--- start Exercise inputs ---
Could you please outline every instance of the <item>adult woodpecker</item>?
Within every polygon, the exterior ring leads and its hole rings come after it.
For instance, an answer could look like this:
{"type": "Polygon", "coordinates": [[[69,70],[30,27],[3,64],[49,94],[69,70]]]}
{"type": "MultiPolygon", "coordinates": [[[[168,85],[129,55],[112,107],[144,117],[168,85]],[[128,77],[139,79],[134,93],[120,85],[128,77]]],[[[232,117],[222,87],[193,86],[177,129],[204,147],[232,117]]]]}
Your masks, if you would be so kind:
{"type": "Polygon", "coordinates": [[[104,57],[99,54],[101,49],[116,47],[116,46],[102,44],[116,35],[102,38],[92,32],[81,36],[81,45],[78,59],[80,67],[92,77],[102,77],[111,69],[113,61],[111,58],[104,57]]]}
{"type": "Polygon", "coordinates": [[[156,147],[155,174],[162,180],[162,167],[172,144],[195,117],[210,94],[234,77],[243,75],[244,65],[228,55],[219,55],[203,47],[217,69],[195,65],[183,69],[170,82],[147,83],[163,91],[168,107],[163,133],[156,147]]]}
--- end Exercise inputs ---
Request – Reproduce every line of the items above, requests included, and shift each coordinate in the answers by adding 61 to it. Leave the numbers in the requests and their format samples unchanged.

Answer to the task –
Could you please outline every instance of the <item>adult woodpecker</item>?
Within every polygon, the exterior ring leads and its hole rings come after it.
For instance, an answer could look like this:
{"type": "Polygon", "coordinates": [[[69,70],[30,27],[3,64],[49,94],[69,70]]]}
{"type": "MultiPolygon", "coordinates": [[[[168,85],[129,55],[112,107],[144,117],[168,85]],[[128,77],[139,79],[134,93],[120,85],[128,77]]],[[[232,117],[222,87],[193,86],[177,129],[204,147],[232,117]]]]}
Your masks, if you would be so kind:
{"type": "Polygon", "coordinates": [[[165,118],[160,115],[162,110],[177,108],[177,107],[163,105],[177,96],[163,99],[153,93],[142,97],[142,106],[139,120],[141,128],[153,138],[163,138],[172,130],[174,122],[172,119],[165,118]]]}
{"type": "Polygon", "coordinates": [[[217,208],[216,235],[223,241],[223,228],[233,205],[256,178],[271,155],[295,138],[304,136],[305,126],[289,116],[280,116],[264,108],[278,130],[256,126],[244,130],[231,143],[208,144],[224,152],[229,168],[224,194],[217,208]]]}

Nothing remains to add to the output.